• _INPUT DATA_
-- start --

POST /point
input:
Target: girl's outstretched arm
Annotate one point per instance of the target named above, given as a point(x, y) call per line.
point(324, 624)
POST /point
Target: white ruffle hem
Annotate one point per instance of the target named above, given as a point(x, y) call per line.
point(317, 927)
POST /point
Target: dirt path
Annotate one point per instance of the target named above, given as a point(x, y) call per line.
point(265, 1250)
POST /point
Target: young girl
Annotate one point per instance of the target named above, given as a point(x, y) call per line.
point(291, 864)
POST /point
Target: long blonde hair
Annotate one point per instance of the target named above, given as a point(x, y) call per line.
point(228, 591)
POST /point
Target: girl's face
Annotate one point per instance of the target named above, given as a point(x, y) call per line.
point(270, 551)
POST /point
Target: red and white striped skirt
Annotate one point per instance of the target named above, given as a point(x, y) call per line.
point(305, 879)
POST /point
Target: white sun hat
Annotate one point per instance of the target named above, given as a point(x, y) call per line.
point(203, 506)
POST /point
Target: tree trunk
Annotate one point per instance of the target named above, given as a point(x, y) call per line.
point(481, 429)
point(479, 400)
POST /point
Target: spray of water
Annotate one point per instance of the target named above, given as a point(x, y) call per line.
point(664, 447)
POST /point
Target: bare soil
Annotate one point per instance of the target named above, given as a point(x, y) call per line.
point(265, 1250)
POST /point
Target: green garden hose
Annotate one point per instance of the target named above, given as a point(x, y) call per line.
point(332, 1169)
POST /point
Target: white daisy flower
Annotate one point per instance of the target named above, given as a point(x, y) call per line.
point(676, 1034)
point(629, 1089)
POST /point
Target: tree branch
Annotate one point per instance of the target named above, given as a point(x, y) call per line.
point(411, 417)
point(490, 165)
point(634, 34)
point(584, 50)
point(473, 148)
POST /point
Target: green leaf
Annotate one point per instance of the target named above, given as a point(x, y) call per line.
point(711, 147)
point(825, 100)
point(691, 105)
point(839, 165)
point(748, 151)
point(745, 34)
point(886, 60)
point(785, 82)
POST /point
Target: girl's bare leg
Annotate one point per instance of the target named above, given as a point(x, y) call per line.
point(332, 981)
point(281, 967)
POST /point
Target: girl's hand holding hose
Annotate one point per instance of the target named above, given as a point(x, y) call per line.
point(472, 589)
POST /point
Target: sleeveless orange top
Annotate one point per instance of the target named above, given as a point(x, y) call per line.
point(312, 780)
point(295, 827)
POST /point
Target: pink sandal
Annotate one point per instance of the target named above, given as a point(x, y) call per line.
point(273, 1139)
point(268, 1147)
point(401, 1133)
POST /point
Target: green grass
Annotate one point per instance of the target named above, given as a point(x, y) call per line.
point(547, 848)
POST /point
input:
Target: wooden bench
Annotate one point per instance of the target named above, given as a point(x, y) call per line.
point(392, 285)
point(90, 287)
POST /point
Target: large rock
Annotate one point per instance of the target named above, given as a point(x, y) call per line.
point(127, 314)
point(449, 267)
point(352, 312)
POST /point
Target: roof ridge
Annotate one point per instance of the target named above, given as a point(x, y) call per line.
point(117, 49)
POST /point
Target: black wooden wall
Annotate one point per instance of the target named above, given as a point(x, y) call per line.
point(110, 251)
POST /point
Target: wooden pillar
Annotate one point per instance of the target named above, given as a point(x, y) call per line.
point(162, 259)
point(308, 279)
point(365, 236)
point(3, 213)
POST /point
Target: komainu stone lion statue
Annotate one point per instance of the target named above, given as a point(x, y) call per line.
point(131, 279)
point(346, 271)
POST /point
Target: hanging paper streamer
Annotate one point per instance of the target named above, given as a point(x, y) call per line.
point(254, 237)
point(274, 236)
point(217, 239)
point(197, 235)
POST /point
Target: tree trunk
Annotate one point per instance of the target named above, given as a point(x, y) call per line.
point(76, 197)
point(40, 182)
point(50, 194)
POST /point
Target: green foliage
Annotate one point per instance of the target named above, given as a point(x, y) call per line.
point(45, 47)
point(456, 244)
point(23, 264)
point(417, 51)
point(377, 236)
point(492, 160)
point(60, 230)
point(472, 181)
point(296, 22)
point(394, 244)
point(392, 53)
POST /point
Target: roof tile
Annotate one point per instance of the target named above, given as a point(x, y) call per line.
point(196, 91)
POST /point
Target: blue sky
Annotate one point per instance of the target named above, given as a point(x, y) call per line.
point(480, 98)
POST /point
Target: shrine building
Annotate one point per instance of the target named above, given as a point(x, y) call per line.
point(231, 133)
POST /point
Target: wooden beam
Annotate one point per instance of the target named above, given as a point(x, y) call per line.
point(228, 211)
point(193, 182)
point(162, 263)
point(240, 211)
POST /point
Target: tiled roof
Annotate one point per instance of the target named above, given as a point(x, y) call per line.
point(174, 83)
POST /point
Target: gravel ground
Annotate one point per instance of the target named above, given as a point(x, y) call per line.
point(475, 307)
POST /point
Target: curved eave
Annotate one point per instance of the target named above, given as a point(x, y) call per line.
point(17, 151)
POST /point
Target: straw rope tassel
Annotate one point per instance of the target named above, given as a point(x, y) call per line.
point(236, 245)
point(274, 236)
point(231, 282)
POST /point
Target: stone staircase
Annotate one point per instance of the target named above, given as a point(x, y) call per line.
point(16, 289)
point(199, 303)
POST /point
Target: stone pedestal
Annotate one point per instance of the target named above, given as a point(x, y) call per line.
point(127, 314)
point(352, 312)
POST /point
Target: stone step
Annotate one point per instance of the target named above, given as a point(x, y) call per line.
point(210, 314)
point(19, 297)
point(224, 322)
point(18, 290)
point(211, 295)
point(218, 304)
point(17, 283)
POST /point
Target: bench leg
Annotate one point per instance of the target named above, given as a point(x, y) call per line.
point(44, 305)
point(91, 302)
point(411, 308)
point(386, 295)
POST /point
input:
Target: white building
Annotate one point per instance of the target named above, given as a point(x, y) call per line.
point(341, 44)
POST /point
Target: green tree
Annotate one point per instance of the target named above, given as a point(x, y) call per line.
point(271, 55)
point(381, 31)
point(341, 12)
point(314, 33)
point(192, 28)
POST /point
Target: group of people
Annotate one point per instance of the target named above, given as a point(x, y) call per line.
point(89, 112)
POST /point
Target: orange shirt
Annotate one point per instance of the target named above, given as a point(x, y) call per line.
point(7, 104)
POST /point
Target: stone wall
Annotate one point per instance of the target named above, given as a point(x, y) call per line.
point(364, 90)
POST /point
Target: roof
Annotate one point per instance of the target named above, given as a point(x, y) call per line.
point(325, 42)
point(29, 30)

-- end --

• _WHAT YOU SHOULD DO_
Rewrite the items from their first line through the line that contains "point(291, 864)", keeping every line, and add 108 to each coordinate in the answer points while leaving all other text unchanged.

• _REPLY_
POST /point
input:
Target: girl's outstretched arm
Annotate one point per instance of the target named above, given as a point(x, y) call per line.
point(432, 732)
POST /point
Target: white ruffle hem
Annotate one point per instance of the target named above, given as a point(x, y) call per line.
point(425, 1035)
POST /point
Target: dirt path
Annotate one point per instance of the target named above, given as a point(x, y) call per line.
point(373, 1358)
POST /point
Target: young girl
Annotate one point per instance of the target named above, given as a point(x, y) call per line.
point(399, 972)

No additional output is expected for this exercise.